# Two or three rats for first-time owner?



## Divit (Aug 5, 2013)

We are waiting for our first pair of rats (females). We decided on two since we heard they need to be in pairs. But now I'm seeing some threads on here suggesting that having 3 rats can have its advantages as well. That this allows 2 rats to be together if one is getting some individual (human) attention.

What do you all think? Is two sufficient or should we seriously consider three? (They will be pets for my 13 yr old son)

I was thinking that if 3 were better, that it would be easier to start out with the three right from the beginning.


----------



## nanashi7 (Jun 5, 2013)

It depends on your rats and your lifestyle/time/money; three can certainly help with many things but it can also be burdensome.


----------



## lcs (Feb 7, 2012)

We started with three for the reasons you mentioned and also so there was one for me and my two kids. There is more to vet costs and cleanup, but overall three is great. Just this summer we lost two of our boys so we are giving extra attention to the last as well as welcoming three new girls. I guess long story. . .long  either would be great!


----------



## Trenix (Aug 30, 2013)

Stick with two rats, getting more means higher maintenance and more money being spent. I thought it'd be fun to have 3 rats, but I was wrong. While I do care about them all, sometimes I feel just overburden. I now have to thoroughly clean their cage at least two to three times a week instead of once a week. Plus I even saved a wild rat, so now I have 4. However they are neat because each one has their own personality and always find a way to entertain you. So I highly recommend getting two rats only, it's something that I could of done.


----------



## watts300 (Aug 3, 2013)

My vote is also for two. Two rats get along just fine, and you'd be surprised how easy it is to give one-on-one attention to two rats. 


Don't jump in the deep end until you know what's in the water. 




Sent from Petguide.com Free App


----------



## JLSaufl (Jan 20, 2013)

I had only ever had rats in pairs. Until a week moment looking into the feeder bin.

· · · ·

> **STATED PROBLEM**:
Repeat the rat thread word for word from "## lcs (Feb" to "(Aug 30, 2013)". You won't need the lines that follow this rat thread.

> **DATASET SECTION**:

· · · ·

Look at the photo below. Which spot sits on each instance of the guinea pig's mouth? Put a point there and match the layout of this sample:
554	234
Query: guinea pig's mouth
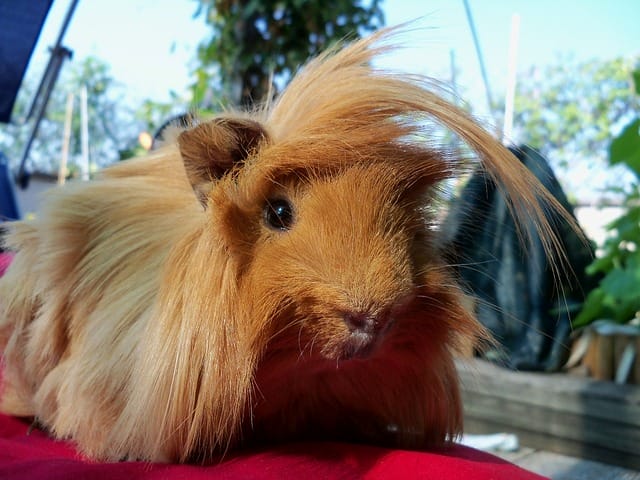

· · · ·

> **TASK RESPONSE**:
## lcs (Feb 7, 2012)

We started with three for the reasons you mentioned and also so there was one for me and my two kids. There is more to vet costs and cleanup, but overall three is great. Just this summer we lost two of our boys so we are giving extra attention to the last as well as welcoming three new girls. I guess long story. . .long  either would be great!


----------



## Trenix (Aug 30, 2013)